• GIVEN TASK:
Without changing a character, return the entries, but not the images they hold.

— start —

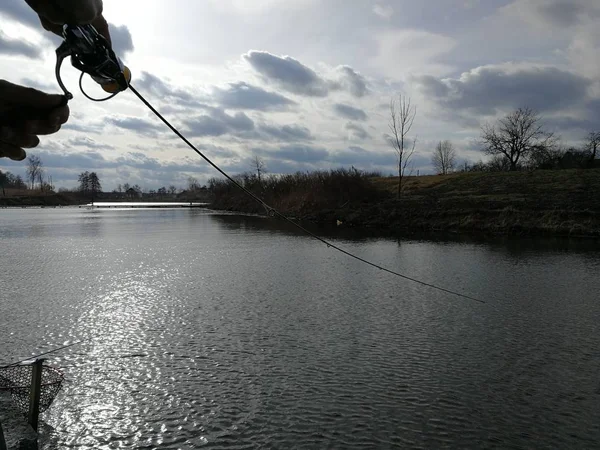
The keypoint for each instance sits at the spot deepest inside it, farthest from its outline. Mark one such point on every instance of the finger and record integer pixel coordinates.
(14, 95)
(11, 151)
(18, 138)
(39, 127)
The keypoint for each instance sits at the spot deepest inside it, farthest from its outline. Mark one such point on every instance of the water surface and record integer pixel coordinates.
(223, 331)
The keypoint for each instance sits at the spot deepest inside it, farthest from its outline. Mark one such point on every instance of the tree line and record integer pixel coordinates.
(518, 141)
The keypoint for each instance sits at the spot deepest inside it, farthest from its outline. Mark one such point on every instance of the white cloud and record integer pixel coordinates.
(403, 52)
(383, 11)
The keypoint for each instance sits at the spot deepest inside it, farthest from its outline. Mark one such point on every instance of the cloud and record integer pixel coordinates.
(359, 156)
(166, 92)
(401, 52)
(86, 142)
(352, 81)
(288, 133)
(122, 42)
(141, 126)
(19, 11)
(219, 123)
(18, 47)
(349, 112)
(383, 11)
(38, 84)
(552, 14)
(487, 90)
(296, 153)
(289, 73)
(245, 96)
(357, 131)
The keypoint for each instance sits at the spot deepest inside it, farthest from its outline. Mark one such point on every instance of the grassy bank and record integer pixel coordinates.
(565, 202)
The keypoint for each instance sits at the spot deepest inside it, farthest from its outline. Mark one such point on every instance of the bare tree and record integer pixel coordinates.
(193, 184)
(258, 164)
(517, 136)
(402, 117)
(40, 178)
(444, 157)
(34, 168)
(592, 144)
(95, 185)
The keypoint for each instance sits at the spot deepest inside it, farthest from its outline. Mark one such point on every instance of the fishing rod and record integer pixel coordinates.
(91, 53)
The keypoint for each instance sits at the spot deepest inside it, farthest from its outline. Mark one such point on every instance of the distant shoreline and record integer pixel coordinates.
(540, 203)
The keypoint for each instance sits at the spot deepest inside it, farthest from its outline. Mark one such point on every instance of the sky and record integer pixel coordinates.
(306, 84)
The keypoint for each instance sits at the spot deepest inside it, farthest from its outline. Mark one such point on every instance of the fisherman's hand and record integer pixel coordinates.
(54, 15)
(26, 113)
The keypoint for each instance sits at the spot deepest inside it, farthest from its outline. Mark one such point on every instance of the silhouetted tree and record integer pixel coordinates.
(258, 164)
(84, 182)
(34, 168)
(592, 145)
(193, 184)
(516, 136)
(402, 117)
(94, 181)
(444, 157)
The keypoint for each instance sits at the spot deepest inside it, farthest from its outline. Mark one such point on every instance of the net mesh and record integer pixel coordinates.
(17, 380)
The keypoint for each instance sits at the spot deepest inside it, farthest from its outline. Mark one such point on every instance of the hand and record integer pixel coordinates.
(26, 113)
(54, 15)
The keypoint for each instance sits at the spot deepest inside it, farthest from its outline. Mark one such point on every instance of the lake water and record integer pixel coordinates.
(224, 331)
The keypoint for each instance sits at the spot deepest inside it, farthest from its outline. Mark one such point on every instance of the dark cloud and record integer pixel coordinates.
(487, 90)
(289, 73)
(289, 133)
(353, 82)
(122, 41)
(18, 47)
(357, 131)
(245, 96)
(219, 123)
(349, 112)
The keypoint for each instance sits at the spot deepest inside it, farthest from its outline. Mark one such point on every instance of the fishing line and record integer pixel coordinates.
(273, 211)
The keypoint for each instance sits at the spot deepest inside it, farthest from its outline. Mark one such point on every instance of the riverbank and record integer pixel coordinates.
(565, 202)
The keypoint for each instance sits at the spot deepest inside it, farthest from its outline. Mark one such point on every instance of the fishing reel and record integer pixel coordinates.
(91, 53)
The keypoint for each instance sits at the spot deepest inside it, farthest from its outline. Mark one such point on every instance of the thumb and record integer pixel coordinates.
(15, 96)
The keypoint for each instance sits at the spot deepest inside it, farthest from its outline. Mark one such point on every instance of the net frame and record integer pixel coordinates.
(17, 380)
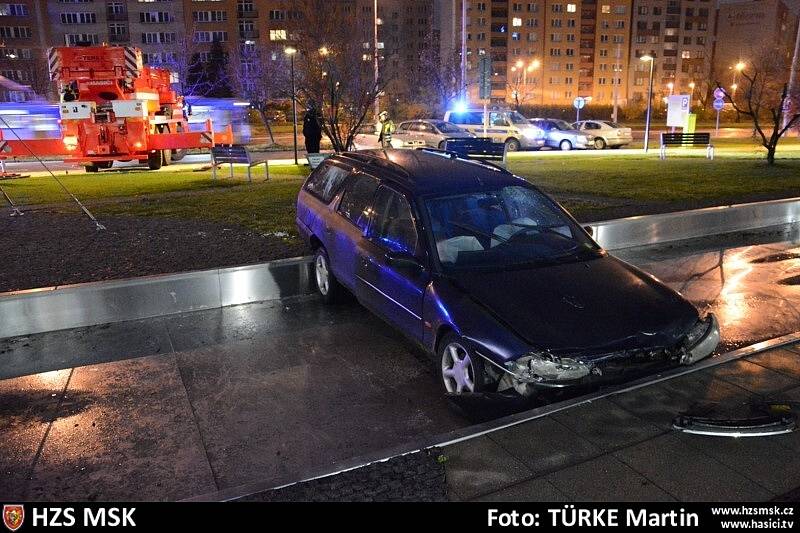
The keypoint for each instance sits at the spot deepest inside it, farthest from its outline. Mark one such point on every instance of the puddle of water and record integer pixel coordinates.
(774, 258)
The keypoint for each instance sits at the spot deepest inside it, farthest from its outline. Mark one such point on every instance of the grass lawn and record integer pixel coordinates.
(599, 180)
(266, 207)
(110, 184)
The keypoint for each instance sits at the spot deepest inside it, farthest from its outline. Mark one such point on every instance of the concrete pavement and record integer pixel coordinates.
(623, 448)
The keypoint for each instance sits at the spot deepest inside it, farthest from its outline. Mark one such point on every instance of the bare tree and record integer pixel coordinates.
(439, 77)
(763, 95)
(334, 68)
(259, 75)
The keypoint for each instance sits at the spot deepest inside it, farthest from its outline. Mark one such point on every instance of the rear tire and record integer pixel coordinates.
(327, 284)
(512, 145)
(154, 160)
(462, 371)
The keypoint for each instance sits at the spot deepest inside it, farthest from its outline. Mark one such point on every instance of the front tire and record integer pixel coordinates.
(327, 284)
(462, 371)
(512, 145)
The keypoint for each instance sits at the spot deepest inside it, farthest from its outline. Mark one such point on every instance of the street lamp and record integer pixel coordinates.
(291, 51)
(652, 61)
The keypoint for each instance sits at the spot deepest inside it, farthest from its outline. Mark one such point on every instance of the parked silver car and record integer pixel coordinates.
(559, 134)
(430, 133)
(605, 133)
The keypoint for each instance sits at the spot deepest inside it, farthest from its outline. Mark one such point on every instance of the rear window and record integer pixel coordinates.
(325, 182)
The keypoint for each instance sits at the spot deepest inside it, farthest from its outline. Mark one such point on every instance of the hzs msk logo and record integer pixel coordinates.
(13, 515)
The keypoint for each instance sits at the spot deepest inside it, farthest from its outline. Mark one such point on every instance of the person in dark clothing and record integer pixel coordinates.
(312, 129)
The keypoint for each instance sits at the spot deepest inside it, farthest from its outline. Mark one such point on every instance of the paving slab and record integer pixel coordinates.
(697, 393)
(783, 360)
(606, 425)
(752, 377)
(480, 466)
(532, 490)
(689, 474)
(762, 459)
(57, 350)
(124, 431)
(28, 405)
(606, 479)
(545, 445)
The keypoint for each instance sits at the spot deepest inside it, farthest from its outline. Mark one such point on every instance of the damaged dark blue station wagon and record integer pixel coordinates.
(489, 274)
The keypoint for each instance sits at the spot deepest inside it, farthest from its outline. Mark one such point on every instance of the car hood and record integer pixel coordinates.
(587, 307)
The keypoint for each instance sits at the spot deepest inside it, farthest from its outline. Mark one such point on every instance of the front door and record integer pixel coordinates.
(393, 291)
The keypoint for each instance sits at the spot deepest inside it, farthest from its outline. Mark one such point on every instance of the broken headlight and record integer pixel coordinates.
(698, 331)
(542, 366)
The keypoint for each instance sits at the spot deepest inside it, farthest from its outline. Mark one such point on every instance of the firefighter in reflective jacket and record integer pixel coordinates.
(386, 129)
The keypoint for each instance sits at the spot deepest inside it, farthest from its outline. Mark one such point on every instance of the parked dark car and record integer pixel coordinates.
(487, 272)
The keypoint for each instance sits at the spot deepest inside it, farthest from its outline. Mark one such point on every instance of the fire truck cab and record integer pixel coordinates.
(112, 107)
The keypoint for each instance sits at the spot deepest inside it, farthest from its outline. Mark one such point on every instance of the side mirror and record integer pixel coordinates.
(404, 260)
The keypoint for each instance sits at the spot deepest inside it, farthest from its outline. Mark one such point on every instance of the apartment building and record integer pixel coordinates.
(679, 36)
(745, 27)
(22, 44)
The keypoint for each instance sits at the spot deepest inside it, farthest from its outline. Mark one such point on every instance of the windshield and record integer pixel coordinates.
(516, 118)
(447, 127)
(507, 227)
(562, 124)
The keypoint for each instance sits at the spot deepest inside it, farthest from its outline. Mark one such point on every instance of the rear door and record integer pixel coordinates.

— end —

• SOLUTION TO THIS TASK:
The keypoint for each instance sits at the spot deepest inside it, farthest from its outline. Mark one such point on every instance of the finger and record integer pixel coordinates.
(14, 95)
(11, 151)
(18, 138)
(39, 127)
The keypoint for each instance sits at the spot deepest inside it, farthest from its outline. Mark one such point on every instance of the water surface and record integer pixel coordinates.
(223, 331)
The keypoint for each instance sits at the spot deepest inside it, farthest from its outline. Mark one such point on every instance of the tree line and record integer pixel coordinates.
(518, 141)
The keypoint for each instance sits at the spot deepest inside it, farthest from its outline. Mark one such point on every instance of the white cloud and record integer pixel coordinates.
(403, 52)
(383, 11)
The keypoint for each instance sits at the spot deepest inside it, farthest from its outline. Mark one such point on every instance of the cloud and record integer pixel coordinates.
(359, 156)
(166, 92)
(401, 52)
(86, 142)
(352, 81)
(288, 133)
(122, 42)
(141, 126)
(19, 11)
(219, 123)
(18, 47)
(349, 112)
(383, 11)
(38, 84)
(552, 14)
(487, 90)
(296, 153)
(289, 73)
(245, 96)
(357, 131)
The keypoint for each instance sits at the spot deepest inside it, farthest from its outline. Mark one such point on every instance of the grassy bank and record integer pixel coordinates.
(565, 202)
The keypoint for each instance sits at the spot deepest inside it, farthest from its outline. Mark one such point on every instance of the bare tree and record integer pixel coordinates.
(193, 184)
(258, 164)
(517, 136)
(402, 117)
(40, 178)
(444, 157)
(34, 168)
(592, 144)
(95, 185)
The keypoint for each instance sits at the spot deepest inside it, farthest from its outline. Mark one such point on every instance of the fishing rod and record integer pixel coordinates.
(91, 53)
The keypoint for each instance sits at the spot deepest inside it, farthest from its outline. Mark one such point on every instance of the distant shoreline and record integer pixel coordinates.
(540, 203)
The keypoint for each instance sits at the spot deepest inside it, farthest from its outline. Mark one such point on every instance of the sky and record integer pixel coordinates.
(306, 84)
The keypoint for each instance sits at the spot deepest inside it, farthest from its outline. Mark one such point on every instance of the fisherman's hand and record integer pixel coordinates.
(54, 15)
(26, 113)
The keypoint for each instance sits at the spot deepest inside it, farthest from its outline. Mark one such point on every instance of the silhouetted tree and record integer pixel coordinates.
(258, 164)
(84, 182)
(34, 168)
(592, 145)
(193, 184)
(516, 136)
(402, 117)
(94, 181)
(444, 157)
The keypoint for each instance sits at the spot deepest inside it, farthest from its outline. Mark one such point on every instance of the net mesh and record integer pixel coordinates.
(17, 380)
The keypoint for each instance sits at the spot deepest inside it, farthest from its outline. Mark one such point on every instance of the hand and record integer pixel coordinates.
(26, 113)
(54, 15)
The keypoint for each instance sits at the spot deepest inside it, farthest from its outline. Mark one such point on every instance of the lake water and record integer pixel coordinates.
(224, 331)
The keypoint for each instance sits at the spot deepest inside it, farthest from its outline. Mark one such point on every instance of the dark cloud and record integer pixel coordinates.
(487, 90)
(289, 73)
(289, 133)
(353, 82)
(122, 41)
(18, 47)
(357, 131)
(245, 96)
(219, 123)
(349, 112)
The keypoint for each instance sits at the spot deepest inside it, farthest from its outline. Mark one such point on every instance of the fishing line and record integer pixel coordinates.
(273, 211)
The keypoint for each instance sits at the spot deepest inside it, farthest from its outline. Mark one such point on every instance of the riverbank and record integer pixel coordinates.
(565, 202)
The keypoint for each instance sits at the spot deepest inside it, farthest from its outline. Mark one such point on every instance of the fishing reel and record integer pixel coordinates.
(91, 53)
The keypoint for each instance sits at the spot deepest inside it, farthest from its outline. Mark one such point on every instance of the thumb and record integer pixel coordinates.
(15, 96)
The keypoint for each instance sits at the spot deepest inside it, farthest from its outline. Mark one such point on every instance of the net frame and record integer pixel coordinates.
(17, 380)
The keypoint for each instance sits at the spot deepest inside it, farthest from its outline. Mark one such point on every instance of the puddle of water and record integer pixel coordinates.
(774, 258)
The keypoint for each instance sits at the spot deepest inside it, farthest from its outline. Mark one such point on every instance of the grass lawn and record integer pixel coordinates.
(599, 180)
(266, 207)
(110, 184)
The keypoint for each instance sits at the spot deepest inside it, farthest from its outline. Mark one such point on every instance of the concrete pavement and record integer pixel coordinates.
(623, 448)
The keypoint for each instance sits at the spot deepest inside it, farthest from its outline. Mark one such point on every instance of the bare tree and record integer pixel coordinates.
(439, 77)
(763, 95)
(334, 68)
(259, 75)
The keypoint for each instance sits at the spot deepest inside it, farthest from its outline. Mark one such point on every instance of the rear tire and record integer pixel coordinates.
(327, 284)
(512, 145)
(154, 160)
(462, 371)
The keypoint for each instance sits at the spot deepest inside it, farthest from its outline. Mark one such point on every instance of the front tire and record integer pixel coordinates.
(327, 284)
(462, 371)
(512, 145)
The keypoint for each instance sits at the spot deepest inside it, farthest from its outline. Mark one such point on every instance of the street lamp and record integer pixel coordinates.
(291, 51)
(652, 61)
The keypoint for each instance sits at the spot deepest inside it, farthest from its outline. Mark one such point on every instance of the parked silver car and record integer pixel coordinates.
(559, 134)
(430, 133)
(605, 133)
The keypoint for each instance sits at the spot deepest inside it, farthest from its outline. Mark one such point on every instance of the rear window and record integer pixel coordinates.
(325, 182)
The keypoint for each instance sits at the spot deepest inside it, farthest from its outline. Mark one such point on every instance of the hzs msk logo and record integer pixel coordinates.
(13, 515)
The keypoint for each instance sits at the spot deepest inside it, farthest from its outline. Mark one such point on every instance of the person in dark clothing and record integer pixel coordinates.
(312, 129)
The keypoint for each instance sits at the spot deepest inside it, farthest from its outline. Mark one such point on every instance of the paving slab and record integer pixel coordinates.
(697, 393)
(783, 360)
(606, 425)
(752, 377)
(480, 466)
(532, 490)
(689, 474)
(762, 459)
(57, 350)
(124, 431)
(28, 405)
(606, 479)
(545, 445)
The keypoint for each instance sits at the spot deepest inside it, farthest from its outline. Mark one such point on every instance of the damaged dark blue station wagon and record integer pixel coordinates.
(489, 274)
The keypoint for each instance sits at the spot deepest inside it, farthest from its outline. Mark one such point on every instance of the car hood and record integer pixel coordinates.
(587, 307)
The keypoint for each instance sits at the spot deepest inside it, farthest from its outline. Mark one such point on every instance of the front door and record integer pixel coordinates.
(393, 291)
The keypoint for each instance sits at the spot deepest inside it, farthest from its outline. Mark one such point on every instance of the broken headlight and record integer pixel coordinates.
(698, 331)
(542, 366)
The keypoint for each instance sits at the spot deepest inside it, farthest from its outline. Mark one such point on every instance of the firefighter in reflective jacket and record integer pixel coordinates.
(386, 129)
The keypoint for each instance sits at the spot deepest inside it, farthest from its outline. Mark one such point on every instance of the parked dark car and record integer pixel coordinates.
(487, 272)
The keypoint for each instance sits at the spot deepest inside it, farthest from its outline. Mark one such point on every instance of the fire truck cab and record integer pixel coordinates.
(112, 107)
The keypoint for each instance sits at the spot deepest inside it, farthest from its outline. Mark one such point on every instance of the side mirror and record integer pixel coordinates.
(404, 260)
The keypoint for each instance sits at the spot deepest inside it, farthest from its outline. Mark one such point on every instance of the apartment building and record integer pixel coordinates.
(679, 36)
(745, 27)
(22, 44)
The keypoint for each instance sits at the spot deepest inside it, farthest from its outline. Mark one such point on every instance of the windshield and record integer pixel coordinates.
(516, 118)
(447, 127)
(507, 227)
(562, 124)
The keypoint for each instance sits at the spot deepest inside it, farthest from its outline. Mark one such point on every instance of the rear door and record integer pixel coordinates.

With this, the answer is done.